Set down every record below exactly as written, but leave out the pictures.

# Listed entries:
┏━━

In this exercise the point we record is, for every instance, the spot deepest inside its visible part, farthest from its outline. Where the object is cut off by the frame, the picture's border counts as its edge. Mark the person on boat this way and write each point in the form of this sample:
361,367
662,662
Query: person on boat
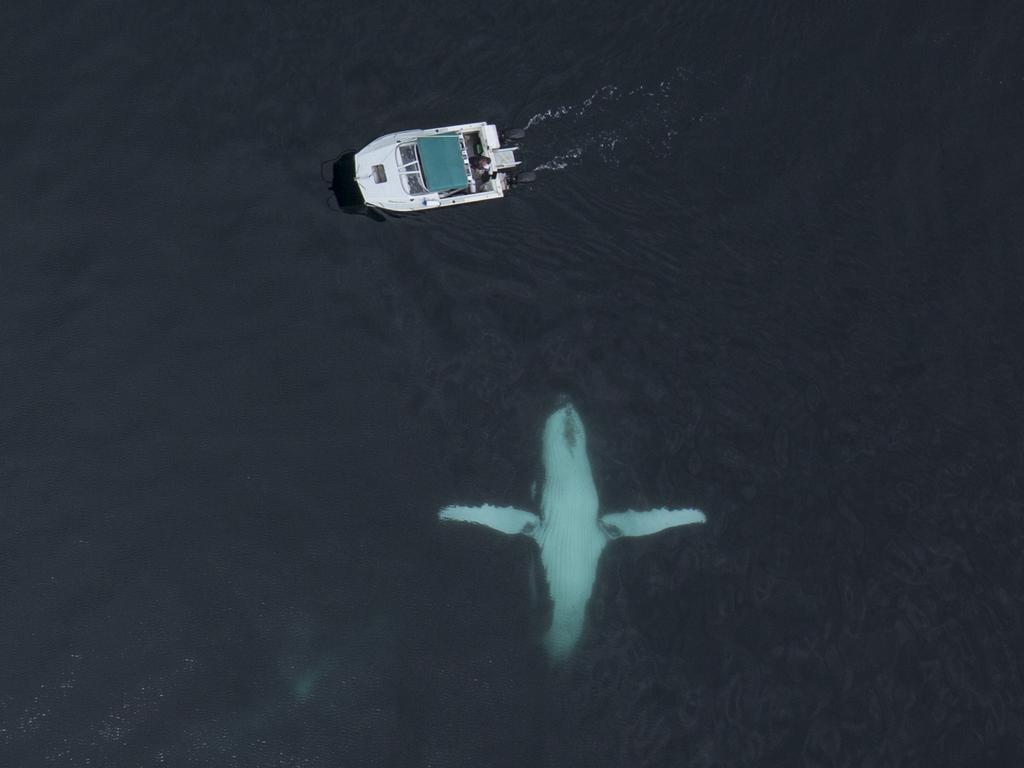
481,168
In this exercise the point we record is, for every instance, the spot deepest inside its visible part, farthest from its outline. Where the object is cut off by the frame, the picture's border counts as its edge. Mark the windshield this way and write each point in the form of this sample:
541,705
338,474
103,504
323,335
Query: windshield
409,169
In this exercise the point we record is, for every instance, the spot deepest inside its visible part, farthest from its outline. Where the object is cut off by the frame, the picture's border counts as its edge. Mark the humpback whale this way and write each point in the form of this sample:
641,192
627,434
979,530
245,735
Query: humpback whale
568,530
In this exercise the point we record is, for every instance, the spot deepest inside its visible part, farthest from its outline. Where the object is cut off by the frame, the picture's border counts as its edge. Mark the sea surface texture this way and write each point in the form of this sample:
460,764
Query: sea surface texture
773,255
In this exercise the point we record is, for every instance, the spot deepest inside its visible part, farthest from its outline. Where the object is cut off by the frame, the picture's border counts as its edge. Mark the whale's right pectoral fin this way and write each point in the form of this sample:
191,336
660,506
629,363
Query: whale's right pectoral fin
651,521
505,519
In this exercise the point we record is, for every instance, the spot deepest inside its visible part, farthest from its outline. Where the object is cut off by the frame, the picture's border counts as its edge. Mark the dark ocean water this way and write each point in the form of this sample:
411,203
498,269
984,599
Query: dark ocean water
773,255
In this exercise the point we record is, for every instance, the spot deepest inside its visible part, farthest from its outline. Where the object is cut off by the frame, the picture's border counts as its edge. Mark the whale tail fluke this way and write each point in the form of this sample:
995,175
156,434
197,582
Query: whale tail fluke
505,519
632,522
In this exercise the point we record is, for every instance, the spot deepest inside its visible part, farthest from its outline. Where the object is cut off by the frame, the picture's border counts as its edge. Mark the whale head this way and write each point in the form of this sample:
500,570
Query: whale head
564,441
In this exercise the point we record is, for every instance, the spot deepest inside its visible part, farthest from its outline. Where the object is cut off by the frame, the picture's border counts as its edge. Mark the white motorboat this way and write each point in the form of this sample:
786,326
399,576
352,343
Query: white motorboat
421,170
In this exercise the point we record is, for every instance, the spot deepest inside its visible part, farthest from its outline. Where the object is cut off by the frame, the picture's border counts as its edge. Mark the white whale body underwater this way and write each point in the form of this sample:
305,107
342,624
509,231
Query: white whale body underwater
569,530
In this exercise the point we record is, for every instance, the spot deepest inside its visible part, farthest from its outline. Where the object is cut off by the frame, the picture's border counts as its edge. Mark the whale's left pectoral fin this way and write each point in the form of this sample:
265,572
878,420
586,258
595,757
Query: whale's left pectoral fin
651,521
505,519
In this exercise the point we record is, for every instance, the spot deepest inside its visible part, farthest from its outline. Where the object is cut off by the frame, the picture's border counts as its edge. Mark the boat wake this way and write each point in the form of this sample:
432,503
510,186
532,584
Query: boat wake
646,117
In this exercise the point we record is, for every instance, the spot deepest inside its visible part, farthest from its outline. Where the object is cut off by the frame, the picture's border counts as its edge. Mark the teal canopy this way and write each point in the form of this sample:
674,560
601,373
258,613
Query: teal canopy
440,161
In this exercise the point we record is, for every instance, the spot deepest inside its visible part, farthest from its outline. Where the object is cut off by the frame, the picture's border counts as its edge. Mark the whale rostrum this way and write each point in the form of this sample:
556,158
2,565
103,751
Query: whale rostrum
568,530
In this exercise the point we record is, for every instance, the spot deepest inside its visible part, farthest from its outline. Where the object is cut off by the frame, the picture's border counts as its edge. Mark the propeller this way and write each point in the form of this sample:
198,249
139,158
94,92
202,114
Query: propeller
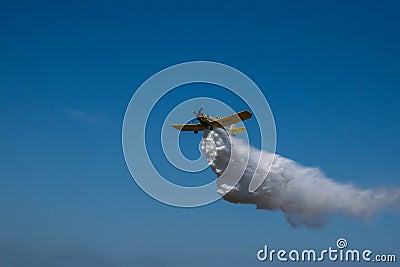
199,113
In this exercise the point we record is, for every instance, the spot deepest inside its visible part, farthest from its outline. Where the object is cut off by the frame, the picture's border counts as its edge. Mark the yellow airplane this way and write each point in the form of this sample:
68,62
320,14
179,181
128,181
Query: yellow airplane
208,122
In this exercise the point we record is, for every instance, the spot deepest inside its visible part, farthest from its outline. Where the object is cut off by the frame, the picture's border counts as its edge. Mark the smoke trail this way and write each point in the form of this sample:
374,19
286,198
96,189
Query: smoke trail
305,195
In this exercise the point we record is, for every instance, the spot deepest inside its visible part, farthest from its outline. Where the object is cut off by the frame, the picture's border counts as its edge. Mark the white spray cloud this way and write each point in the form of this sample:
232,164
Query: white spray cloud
305,195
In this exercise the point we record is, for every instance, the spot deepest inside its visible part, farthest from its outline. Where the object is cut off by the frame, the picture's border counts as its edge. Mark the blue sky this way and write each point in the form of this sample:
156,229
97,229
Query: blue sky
329,70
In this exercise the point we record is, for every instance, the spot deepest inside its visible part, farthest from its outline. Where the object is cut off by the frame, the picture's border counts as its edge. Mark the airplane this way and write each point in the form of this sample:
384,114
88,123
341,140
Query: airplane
208,122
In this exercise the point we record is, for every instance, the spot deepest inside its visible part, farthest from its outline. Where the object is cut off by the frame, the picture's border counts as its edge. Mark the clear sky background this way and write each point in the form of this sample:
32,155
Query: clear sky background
329,69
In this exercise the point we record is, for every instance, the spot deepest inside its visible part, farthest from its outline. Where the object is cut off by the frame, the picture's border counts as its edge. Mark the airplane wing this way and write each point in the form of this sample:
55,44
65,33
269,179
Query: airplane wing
189,127
234,118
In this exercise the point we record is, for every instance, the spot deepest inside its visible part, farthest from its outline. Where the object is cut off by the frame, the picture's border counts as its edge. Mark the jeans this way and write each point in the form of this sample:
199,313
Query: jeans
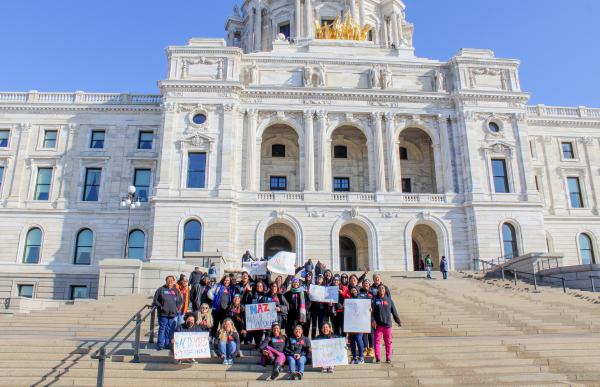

┗━━

# Written reply:
In this exercise the point we record is, for every instance, the spot deepest inside its visible part, farthest from its outline. Where the object is cut off by the frame, the picture's border counts as its edge. Mark the person on boat this way and write each point in the form of this sample:
361,367
662,662
Query: person on boat
481,168
In this exercise the point we record is, for every instance, the spot deepest inside its visible part, farthest from its outline. Where the object is cut off by the frame, the picture's border counts as its edge. Mark the windshield this way and write each point in the form of this sample:
541,705
338,474
103,504
323,335
Query: windshield
409,169
In this exercise the point we record is, for every instance, the spot deepest inside its visible part, farthest from its outline. Where the object is cut off by the frame, the picture's border counts as its edge. Mark the humpback whale this way and write each point in the form of this sample:
641,192
627,434
979,530
245,735
Query: humpback whale
568,530
In this exercise the point we record is, for every instance, the spot deepest inside its visible part, farthest from its outline. Where the object is cut off by the frame, the picture's border counts as its edge. Mark the sea surface texture this way and write each point in the form of this sample:
460,764
Query: sea surface texture
773,255
In this exercise the point we record is, for every instance, the spot deepest inside its visible part, farthest from its outline. Where the object is cut off by the frame, the picture's border counts as its edge. Mark the whale's right pectoral fin this way and write each point in the form of this sample:
191,336
660,506
629,363
Query: whale's right pectoral fin
651,521
505,519
In this exercise the point we record is, for every instance, the spot deepest inside its visible part, farthest from its outline. Where the object is cut off by the frame, the picture's border counts as its edge. Mark the dark ocean water this way and write each point in the form of this sample:
411,203
498,269
984,599
Query: dark ocean water
773,255
In this exercise the point we record is, for every instance, the spot deepest inside its visible part, farthest from its outline. Where the object is cut off by the frame, the picture's border counts as its edge. Mark the whale tail fluke this way and write each point in the form of this sample:
995,175
156,434
197,582
Query: whale tail fluke
505,519
632,522
In this exercise the point we record is, for every instance, the spot deepest inside its visible part, farthest from its outline. Where the object is cut off by the frame, the picture's border counts as its edge. Mark the whale head this way and write each point in the form of this sample:
500,570
Query: whale head
564,441
In this exercise the point we record is, for every instance, the spot deepest inside its visible part, farthest from its outline. Where the object is cut off by the frame, the picture's border counts as its edge. Mark the white motorboat this way and write each point in the form of this sample:
786,326
399,576
352,343
Query: white motorboat
421,170
In this exercise the point we record is, for every instance, the spot deepest inside its visible part, farthest from its outline. Where the object is cut off by the frame, the picture's border counts as its edge. Mark the white whale body underwater this way and write each point in the form of this sample:
305,107
342,624
509,231
Query: white whale body underwater
569,530
In this exercise the point we record is, for every instance, the spot deepest inside its visible part, farthest from its outline. Where the object is cut off by the frame, the picture's border counts as its edge. Mark the whale's left pectoral fin this way and write each point in the form of this sample:
265,572
878,420
586,258
595,757
Query: whale's left pectoral fin
651,521
505,519
In this exercise the point we record is, for every instance, the spot deepest inside its visible part, farthest from its outline. Where the object is cut off by the frame, the picture's border counts as its edge. Mark the boat wake this way and write each point in the form of this sample:
432,503
510,186
532,584
Query: boat wake
646,117
In this exercise the point we record is, for every instance, the spot deepest inside its visible part, farthest from its outline. Where the object is cut off by the frame, the picture's border counts as its edge. Mark the teal canopy this way and write each point in the form of this sample:
674,560
601,373
258,613
Query: teal canopy
440,161
In this exercise the point we record is, for every instance, the spot deepest inside its visible part, farthest from its outline. Where the object is cut off by the frame, the picture's border counts as its edge. Mark the whale rostrum this way and write each point in the form of this sample:
556,158
2,565
103,751
Query: whale rostrum
568,530
In this exercise the point we record is, for every instance, the spot deepest inside its visible part, farthest from its outline. Where the object is cut off by the frame, the picture's border counts as its edge. Mark the propeller this way and write each point in the form of this sample:
198,249
139,158
94,92
202,114
Query: propeller
199,113
In this exercise the point we record is, for every instance, the spot deepest inside its visible part, farthest from its outline. Where the object is cut off by the frame, the picture's border counts as its edge. Mark the yellow airplane this way and write each point in the form of this sample:
68,62
320,14
179,181
128,181
Query: yellow airplane
208,122
In this exercise the point we record is, for every instance, the spot deepest inside its visible part, farthest from its outline. Where the object is cut off by the frame, the picture's border counts as its edge. Mark the smoke trail this way and write each point in the form of this sample:
374,19
286,198
96,189
Query: smoke trail
305,195
In this exercise the point we record is, for every instance, the spot deepest inside its visible part, farthest from its outline. Where the object is cut off by the frame, the picture's border counts as its edge. Mark the white spray cloud this way and write each point in the form of this sample:
232,164
Query: white spray cloud
305,195
In this exercise the point we record is, for every instance, the spot deepest inside its visible part, farthest from its outline. Where the object is cut off by the frame, the picture's border counts as its edge. Mark the blue sky this way and write each point in the form of this sample:
156,229
97,229
Query: blue sky
329,70
In this exercise the point we record is, for every instance, the spot deepest inside its visible part, farthest from its outline. Where the object is cut off by the frame, the picture's border counts as its edge. Mark the airplane this way and write each point in the form of this sample:
384,114
88,123
341,140
Query: airplane
208,122
In this exercise the point we record is, for every instance, the spot deepest inside its visible part, farthest from its outline. Where the object is cut off by the frame, the picture's border counts as its edge. Mark the clear sky background this way and write each point in the form of this sample:
32,155
Query: clear sky background
329,69
In this exercise the point we record is, for every instance, the spot deepest inside its visible part, farthest from its outline. Where the object is cut off by the frame, the picture's border counts as its edge. Mark the airplane wing this way and write each point in the form of this sample:
55,44
65,33
269,179
Query: airplane wing
189,127
234,118
In this exercise the point we record is, for every instance, the spot deepest inside its visible part, farthest from its outline. Where the object is cut off by the frame, the picture's border counts as its edge. Mark the jeans this way and write each point in the form of this sample:
199,313
Query: jeans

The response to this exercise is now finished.